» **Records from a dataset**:
++++++++
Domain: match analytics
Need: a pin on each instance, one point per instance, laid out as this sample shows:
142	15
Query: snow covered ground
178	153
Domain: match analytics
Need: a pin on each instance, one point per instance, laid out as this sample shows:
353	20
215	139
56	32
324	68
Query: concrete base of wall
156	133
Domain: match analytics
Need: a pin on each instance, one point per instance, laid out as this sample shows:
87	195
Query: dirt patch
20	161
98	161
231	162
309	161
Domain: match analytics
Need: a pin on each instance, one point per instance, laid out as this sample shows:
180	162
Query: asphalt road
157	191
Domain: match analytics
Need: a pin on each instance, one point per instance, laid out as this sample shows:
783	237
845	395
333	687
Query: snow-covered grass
++++++++
» **Work required**:
Reproduce each record exactly as written above.

» **Task result**:
Domain: match analytics
Need: a pin on each instance, one point per instance, laid out as this sample shows:
142	15
Query: snow covered ground
178	153
Domain: match analytics
Need: a pin on each instance, one point per instance, laid out as this sample shows:
353	20
215	139
56	32
324	68
Query: concrete base of wall
156	133
Domain: match analytics
Need: a pin on each instance, one point per instance, laid out as this sample shows:
87	195
Query: dirt patch
20	161
98	161
231	162
309	161
Domain: match analytics
Need: a pin on each instance, one point per instance, laid out as this sample shows:
180	162
Query: asphalt road
157	191
Domain: match analytics
Need: a pin on each instance, one point per instance, laid out as this sample shows:
783	237
845	395
333	687
Query: snow-covered grass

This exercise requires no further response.